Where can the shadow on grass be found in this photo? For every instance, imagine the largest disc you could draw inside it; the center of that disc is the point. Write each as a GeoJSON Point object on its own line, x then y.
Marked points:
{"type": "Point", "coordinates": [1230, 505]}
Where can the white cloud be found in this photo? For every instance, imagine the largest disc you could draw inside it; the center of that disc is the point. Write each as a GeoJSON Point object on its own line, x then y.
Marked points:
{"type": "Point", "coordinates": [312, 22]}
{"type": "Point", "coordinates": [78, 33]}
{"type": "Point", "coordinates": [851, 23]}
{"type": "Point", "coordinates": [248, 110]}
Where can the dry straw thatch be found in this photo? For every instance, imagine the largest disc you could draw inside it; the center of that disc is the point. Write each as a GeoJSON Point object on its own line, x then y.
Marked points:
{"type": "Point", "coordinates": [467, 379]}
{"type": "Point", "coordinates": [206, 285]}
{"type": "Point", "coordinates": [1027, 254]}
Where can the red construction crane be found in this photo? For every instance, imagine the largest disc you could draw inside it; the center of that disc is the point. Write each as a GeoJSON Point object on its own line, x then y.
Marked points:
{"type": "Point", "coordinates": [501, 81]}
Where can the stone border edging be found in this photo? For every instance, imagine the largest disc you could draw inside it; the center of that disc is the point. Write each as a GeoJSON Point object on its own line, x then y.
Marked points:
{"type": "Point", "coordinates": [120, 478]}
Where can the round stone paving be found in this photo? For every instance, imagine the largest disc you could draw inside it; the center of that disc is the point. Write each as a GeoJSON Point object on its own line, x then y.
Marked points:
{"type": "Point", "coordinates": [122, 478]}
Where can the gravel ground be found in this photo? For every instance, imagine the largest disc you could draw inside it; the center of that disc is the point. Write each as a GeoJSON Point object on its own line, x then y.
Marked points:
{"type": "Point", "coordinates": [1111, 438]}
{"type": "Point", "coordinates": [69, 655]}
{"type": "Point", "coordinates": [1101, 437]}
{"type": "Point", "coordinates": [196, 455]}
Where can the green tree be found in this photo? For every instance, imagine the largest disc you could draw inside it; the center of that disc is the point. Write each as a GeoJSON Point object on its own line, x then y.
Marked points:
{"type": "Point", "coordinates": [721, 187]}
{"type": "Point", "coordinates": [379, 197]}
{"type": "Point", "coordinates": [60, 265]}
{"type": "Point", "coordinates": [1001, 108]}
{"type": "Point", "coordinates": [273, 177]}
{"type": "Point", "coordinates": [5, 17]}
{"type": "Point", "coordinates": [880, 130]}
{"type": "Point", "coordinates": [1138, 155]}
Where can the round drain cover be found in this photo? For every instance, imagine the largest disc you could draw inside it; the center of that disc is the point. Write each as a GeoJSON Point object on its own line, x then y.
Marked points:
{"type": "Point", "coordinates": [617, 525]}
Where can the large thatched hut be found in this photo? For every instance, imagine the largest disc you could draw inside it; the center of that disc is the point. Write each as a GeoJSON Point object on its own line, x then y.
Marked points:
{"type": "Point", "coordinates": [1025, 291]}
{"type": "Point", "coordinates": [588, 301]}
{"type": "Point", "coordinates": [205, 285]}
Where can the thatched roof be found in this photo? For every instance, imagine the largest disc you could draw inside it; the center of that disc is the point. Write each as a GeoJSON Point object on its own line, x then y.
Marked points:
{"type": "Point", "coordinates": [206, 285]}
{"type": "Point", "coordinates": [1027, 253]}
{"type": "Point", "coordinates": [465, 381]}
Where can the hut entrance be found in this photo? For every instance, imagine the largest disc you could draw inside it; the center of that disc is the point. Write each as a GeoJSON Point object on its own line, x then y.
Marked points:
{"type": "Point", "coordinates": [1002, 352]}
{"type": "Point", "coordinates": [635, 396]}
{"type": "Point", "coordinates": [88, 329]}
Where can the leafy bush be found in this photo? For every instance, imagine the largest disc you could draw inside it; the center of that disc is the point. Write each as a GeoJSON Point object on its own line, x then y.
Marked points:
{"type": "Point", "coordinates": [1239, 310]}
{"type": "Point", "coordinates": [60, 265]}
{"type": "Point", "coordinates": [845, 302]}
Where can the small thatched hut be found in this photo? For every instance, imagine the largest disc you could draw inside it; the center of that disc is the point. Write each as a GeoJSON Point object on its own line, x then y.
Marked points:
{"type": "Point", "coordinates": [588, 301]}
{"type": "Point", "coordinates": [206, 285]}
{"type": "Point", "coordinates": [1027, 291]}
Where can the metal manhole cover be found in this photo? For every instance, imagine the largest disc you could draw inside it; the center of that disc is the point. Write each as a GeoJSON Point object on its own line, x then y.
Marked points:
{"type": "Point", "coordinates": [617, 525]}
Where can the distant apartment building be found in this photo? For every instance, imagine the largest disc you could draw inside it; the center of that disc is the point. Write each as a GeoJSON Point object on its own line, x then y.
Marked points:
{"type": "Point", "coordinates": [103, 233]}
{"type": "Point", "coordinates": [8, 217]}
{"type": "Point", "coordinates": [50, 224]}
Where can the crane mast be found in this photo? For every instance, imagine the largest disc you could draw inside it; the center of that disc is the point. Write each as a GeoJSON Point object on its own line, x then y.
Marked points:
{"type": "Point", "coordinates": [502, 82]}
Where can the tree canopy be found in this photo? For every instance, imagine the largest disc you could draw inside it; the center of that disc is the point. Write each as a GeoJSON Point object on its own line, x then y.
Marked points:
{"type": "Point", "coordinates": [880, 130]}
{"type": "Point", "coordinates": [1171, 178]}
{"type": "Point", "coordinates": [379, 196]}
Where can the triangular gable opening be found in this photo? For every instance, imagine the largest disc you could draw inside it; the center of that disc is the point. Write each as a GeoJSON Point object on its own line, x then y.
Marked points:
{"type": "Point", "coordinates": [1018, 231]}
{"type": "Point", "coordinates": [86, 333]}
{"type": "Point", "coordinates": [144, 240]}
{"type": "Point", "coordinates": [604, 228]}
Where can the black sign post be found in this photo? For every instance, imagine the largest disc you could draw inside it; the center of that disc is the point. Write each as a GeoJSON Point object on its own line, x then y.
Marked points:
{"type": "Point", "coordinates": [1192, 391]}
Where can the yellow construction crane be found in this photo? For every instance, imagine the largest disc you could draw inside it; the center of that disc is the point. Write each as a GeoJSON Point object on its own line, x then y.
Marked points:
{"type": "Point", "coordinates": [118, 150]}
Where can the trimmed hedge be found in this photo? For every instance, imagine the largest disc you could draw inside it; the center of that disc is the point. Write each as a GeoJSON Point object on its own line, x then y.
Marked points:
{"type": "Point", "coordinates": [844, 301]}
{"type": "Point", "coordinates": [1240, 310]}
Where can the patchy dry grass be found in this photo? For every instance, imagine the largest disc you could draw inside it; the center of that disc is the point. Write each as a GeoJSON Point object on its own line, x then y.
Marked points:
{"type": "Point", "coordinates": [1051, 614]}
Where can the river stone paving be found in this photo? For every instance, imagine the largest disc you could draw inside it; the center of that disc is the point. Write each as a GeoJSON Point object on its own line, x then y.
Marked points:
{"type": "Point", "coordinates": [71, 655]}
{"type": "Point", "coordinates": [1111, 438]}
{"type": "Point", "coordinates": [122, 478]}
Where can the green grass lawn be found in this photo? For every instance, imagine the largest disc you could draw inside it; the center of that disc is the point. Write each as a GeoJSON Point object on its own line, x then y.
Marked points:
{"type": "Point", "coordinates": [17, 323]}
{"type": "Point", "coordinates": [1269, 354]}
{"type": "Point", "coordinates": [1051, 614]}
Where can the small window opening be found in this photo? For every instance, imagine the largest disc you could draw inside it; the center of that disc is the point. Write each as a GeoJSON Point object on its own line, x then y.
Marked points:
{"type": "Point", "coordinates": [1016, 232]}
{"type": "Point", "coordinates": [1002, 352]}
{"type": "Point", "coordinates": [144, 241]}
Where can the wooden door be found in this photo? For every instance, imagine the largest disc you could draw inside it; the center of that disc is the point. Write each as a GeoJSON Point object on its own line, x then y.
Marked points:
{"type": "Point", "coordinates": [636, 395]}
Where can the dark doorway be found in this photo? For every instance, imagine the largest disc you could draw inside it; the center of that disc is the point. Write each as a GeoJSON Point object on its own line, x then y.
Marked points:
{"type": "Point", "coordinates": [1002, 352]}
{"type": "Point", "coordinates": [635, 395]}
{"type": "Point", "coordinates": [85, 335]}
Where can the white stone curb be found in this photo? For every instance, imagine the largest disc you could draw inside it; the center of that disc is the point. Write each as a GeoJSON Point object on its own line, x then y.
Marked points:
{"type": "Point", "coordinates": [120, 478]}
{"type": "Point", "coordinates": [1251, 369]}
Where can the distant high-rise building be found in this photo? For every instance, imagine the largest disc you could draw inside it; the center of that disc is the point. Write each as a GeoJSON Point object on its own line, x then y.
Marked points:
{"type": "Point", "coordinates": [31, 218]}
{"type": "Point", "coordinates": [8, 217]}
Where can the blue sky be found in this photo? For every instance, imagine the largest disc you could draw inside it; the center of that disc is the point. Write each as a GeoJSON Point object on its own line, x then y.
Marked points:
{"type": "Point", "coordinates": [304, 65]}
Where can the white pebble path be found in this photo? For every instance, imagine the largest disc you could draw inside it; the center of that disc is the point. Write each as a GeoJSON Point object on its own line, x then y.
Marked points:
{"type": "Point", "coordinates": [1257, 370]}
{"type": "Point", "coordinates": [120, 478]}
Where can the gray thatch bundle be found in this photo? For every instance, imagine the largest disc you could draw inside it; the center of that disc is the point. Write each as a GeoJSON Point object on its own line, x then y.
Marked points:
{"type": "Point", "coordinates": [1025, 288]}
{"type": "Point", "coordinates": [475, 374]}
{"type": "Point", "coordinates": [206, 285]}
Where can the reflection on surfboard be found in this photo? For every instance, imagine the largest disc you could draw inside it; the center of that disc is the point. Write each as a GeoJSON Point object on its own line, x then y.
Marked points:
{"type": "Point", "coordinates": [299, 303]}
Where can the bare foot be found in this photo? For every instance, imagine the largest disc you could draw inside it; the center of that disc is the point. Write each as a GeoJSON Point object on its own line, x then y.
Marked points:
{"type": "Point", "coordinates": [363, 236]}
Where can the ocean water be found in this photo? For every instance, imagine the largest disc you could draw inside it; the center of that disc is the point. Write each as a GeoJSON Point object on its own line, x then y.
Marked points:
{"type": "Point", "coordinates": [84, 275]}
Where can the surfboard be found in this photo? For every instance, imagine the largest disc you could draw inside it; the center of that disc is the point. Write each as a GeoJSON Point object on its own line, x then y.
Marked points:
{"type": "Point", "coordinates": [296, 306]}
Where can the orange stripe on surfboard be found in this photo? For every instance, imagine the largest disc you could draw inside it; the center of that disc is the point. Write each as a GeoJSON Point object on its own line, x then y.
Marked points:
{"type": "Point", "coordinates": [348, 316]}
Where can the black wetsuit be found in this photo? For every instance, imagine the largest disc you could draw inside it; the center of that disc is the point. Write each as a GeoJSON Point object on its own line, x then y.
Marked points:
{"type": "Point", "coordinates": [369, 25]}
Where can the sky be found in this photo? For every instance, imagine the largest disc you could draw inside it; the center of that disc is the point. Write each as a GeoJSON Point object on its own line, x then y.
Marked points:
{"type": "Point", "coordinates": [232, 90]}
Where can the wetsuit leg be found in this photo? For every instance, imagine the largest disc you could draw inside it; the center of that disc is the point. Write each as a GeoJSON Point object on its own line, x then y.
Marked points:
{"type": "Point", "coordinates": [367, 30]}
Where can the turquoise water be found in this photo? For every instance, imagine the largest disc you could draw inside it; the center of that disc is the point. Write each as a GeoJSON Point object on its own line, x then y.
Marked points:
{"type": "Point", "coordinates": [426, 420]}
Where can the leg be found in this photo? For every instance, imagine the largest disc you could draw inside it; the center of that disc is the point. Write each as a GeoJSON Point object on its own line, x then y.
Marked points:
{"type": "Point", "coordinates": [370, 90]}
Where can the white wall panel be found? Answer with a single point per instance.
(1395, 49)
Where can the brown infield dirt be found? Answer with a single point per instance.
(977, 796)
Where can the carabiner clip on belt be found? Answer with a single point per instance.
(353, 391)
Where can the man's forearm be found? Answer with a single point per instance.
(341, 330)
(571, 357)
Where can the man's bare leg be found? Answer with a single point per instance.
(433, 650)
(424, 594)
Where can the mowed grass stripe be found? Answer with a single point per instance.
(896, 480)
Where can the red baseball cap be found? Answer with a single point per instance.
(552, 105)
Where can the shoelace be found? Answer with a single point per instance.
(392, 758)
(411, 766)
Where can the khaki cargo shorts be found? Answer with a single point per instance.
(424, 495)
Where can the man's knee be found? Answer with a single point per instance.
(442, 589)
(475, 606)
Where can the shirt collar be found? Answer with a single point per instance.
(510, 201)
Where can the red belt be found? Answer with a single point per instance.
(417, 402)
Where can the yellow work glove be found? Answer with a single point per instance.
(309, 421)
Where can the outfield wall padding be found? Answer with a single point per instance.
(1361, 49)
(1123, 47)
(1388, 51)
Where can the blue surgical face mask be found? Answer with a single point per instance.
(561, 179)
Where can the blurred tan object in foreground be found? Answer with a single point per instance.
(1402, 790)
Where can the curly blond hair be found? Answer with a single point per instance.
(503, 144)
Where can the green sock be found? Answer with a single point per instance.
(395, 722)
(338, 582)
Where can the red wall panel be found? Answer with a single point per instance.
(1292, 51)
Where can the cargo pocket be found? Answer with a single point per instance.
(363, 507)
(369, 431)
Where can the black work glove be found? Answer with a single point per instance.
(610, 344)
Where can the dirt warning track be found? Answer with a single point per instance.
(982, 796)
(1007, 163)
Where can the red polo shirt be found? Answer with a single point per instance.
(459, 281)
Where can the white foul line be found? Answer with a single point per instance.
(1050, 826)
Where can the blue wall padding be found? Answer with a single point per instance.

____

## Activity
Only lines with the word "construction" are wanted; pull each of them from the records.

## Problem solution
Where can the red construction crane be found in this photo? For every instance, imagine the largest disc you could draw inside it; the center of that disc is the point. Write each as a GeoJSON Point object on its own line, x then y.
Where can the yellow construction crane be found in this photo? For every instance, imagine the largest disc you could draw inside it; the center of that disc is the point. Write each as a GeoJSON Point object on its own line, x then y.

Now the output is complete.